--- TASK INPUTS ---
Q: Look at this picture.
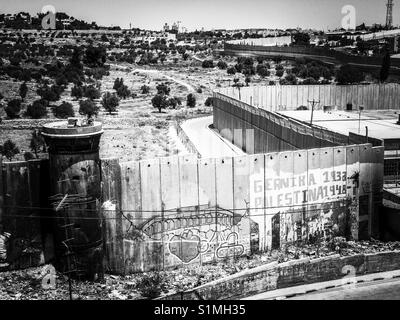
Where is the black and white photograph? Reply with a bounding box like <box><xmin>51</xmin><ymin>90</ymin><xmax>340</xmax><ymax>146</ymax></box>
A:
<box><xmin>0</xmin><ymin>0</ymin><xmax>400</xmax><ymax>310</ymax></box>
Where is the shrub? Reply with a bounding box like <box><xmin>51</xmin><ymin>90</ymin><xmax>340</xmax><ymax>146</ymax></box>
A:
<box><xmin>186</xmin><ymin>93</ymin><xmax>196</xmax><ymax>108</ymax></box>
<box><xmin>53</xmin><ymin>102</ymin><xmax>75</xmax><ymax>119</ymax></box>
<box><xmin>26</xmin><ymin>100</ymin><xmax>47</xmax><ymax>119</ymax></box>
<box><xmin>0</xmin><ymin>139</ymin><xmax>19</xmax><ymax>161</ymax></box>
<box><xmin>79</xmin><ymin>99</ymin><xmax>99</xmax><ymax>118</ymax></box>
<box><xmin>4</xmin><ymin>99</ymin><xmax>21</xmax><ymax>119</ymax></box>
<box><xmin>101</xmin><ymin>92</ymin><xmax>119</xmax><ymax>114</ymax></box>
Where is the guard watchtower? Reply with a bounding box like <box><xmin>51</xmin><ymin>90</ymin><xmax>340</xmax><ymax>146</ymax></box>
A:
<box><xmin>41</xmin><ymin>118</ymin><xmax>103</xmax><ymax>279</ymax></box>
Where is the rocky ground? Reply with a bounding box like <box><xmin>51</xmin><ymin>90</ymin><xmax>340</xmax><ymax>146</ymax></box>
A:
<box><xmin>0</xmin><ymin>238</ymin><xmax>400</xmax><ymax>300</ymax></box>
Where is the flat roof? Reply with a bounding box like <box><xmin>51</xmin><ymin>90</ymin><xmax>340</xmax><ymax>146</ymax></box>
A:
<box><xmin>277</xmin><ymin>110</ymin><xmax>400</xmax><ymax>140</ymax></box>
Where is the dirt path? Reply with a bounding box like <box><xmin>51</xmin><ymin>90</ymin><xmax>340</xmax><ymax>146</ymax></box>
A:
<box><xmin>181</xmin><ymin>116</ymin><xmax>245</xmax><ymax>158</ymax></box>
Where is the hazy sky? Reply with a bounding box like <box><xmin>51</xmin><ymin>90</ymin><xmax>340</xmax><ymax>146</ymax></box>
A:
<box><xmin>0</xmin><ymin>0</ymin><xmax>400</xmax><ymax>30</ymax></box>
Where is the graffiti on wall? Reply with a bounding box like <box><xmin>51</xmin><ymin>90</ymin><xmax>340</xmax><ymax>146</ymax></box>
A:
<box><xmin>126</xmin><ymin>208</ymin><xmax>250</xmax><ymax>264</ymax></box>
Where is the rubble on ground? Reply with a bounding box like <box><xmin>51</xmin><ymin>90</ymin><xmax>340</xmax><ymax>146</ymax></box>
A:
<box><xmin>0</xmin><ymin>237</ymin><xmax>400</xmax><ymax>300</ymax></box>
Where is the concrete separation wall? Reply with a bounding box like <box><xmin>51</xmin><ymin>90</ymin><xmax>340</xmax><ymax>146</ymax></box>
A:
<box><xmin>175</xmin><ymin>121</ymin><xmax>201</xmax><ymax>158</ymax></box>
<box><xmin>159</xmin><ymin>251</ymin><xmax>400</xmax><ymax>300</ymax></box>
<box><xmin>0</xmin><ymin>149</ymin><xmax>383</xmax><ymax>273</ymax></box>
<box><xmin>216</xmin><ymin>83</ymin><xmax>400</xmax><ymax>111</ymax></box>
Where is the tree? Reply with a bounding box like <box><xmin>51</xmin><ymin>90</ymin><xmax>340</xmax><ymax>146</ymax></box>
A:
<box><xmin>84</xmin><ymin>47</ymin><xmax>107</xmax><ymax>67</ymax></box>
<box><xmin>275</xmin><ymin>70</ymin><xmax>283</xmax><ymax>78</ymax></box>
<box><xmin>71</xmin><ymin>85</ymin><xmax>83</xmax><ymax>99</ymax></box>
<box><xmin>101</xmin><ymin>92</ymin><xmax>119</xmax><ymax>114</ymax></box>
<box><xmin>201</xmin><ymin>60</ymin><xmax>214</xmax><ymax>68</ymax></box>
<box><xmin>53</xmin><ymin>102</ymin><xmax>75</xmax><ymax>119</ymax></box>
<box><xmin>29</xmin><ymin>130</ymin><xmax>46</xmax><ymax>159</ymax></box>
<box><xmin>79</xmin><ymin>99</ymin><xmax>99</xmax><ymax>119</ymax></box>
<box><xmin>140</xmin><ymin>84</ymin><xmax>150</xmax><ymax>94</ymax></box>
<box><xmin>293</xmin><ymin>32</ymin><xmax>311</xmax><ymax>45</ymax></box>
<box><xmin>226</xmin><ymin>67</ymin><xmax>236</xmax><ymax>74</ymax></box>
<box><xmin>156</xmin><ymin>83</ymin><xmax>171</xmax><ymax>96</ymax></box>
<box><xmin>217</xmin><ymin>60</ymin><xmax>228</xmax><ymax>70</ymax></box>
<box><xmin>83</xmin><ymin>85</ymin><xmax>100</xmax><ymax>100</ymax></box>
<box><xmin>113</xmin><ymin>78</ymin><xmax>124</xmax><ymax>90</ymax></box>
<box><xmin>168</xmin><ymin>98</ymin><xmax>178</xmax><ymax>109</ymax></box>
<box><xmin>26</xmin><ymin>99</ymin><xmax>47</xmax><ymax>119</ymax></box>
<box><xmin>151</xmin><ymin>94</ymin><xmax>168</xmax><ymax>113</ymax></box>
<box><xmin>336</xmin><ymin>64</ymin><xmax>364</xmax><ymax>84</ymax></box>
<box><xmin>182</xmin><ymin>52</ymin><xmax>189</xmax><ymax>61</ymax></box>
<box><xmin>19</xmin><ymin>82</ymin><xmax>28</xmax><ymax>101</ymax></box>
<box><xmin>4</xmin><ymin>99</ymin><xmax>21</xmax><ymax>119</ymax></box>
<box><xmin>204</xmin><ymin>97</ymin><xmax>213</xmax><ymax>107</ymax></box>
<box><xmin>186</xmin><ymin>93</ymin><xmax>196</xmax><ymax>108</ymax></box>
<box><xmin>117</xmin><ymin>85</ymin><xmax>131</xmax><ymax>99</ymax></box>
<box><xmin>379</xmin><ymin>51</ymin><xmax>390</xmax><ymax>82</ymax></box>
<box><xmin>0</xmin><ymin>139</ymin><xmax>19</xmax><ymax>161</ymax></box>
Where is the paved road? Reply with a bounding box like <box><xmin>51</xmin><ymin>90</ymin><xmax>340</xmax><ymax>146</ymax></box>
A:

--- INSTRUCTIONS FOR THE TASK ---
Which lines in the listing above contain the word "ground"? Show each one in full; case counts.

--- SOLUTION TO THIS TASK ---
Where is the rocky ground? Reply with a bounding box like <box><xmin>51</xmin><ymin>90</ymin><xmax>340</xmax><ymax>146</ymax></box>
Where is the rubble on ground? Reply with a bounding box like <box><xmin>51</xmin><ymin>90</ymin><xmax>340</xmax><ymax>146</ymax></box>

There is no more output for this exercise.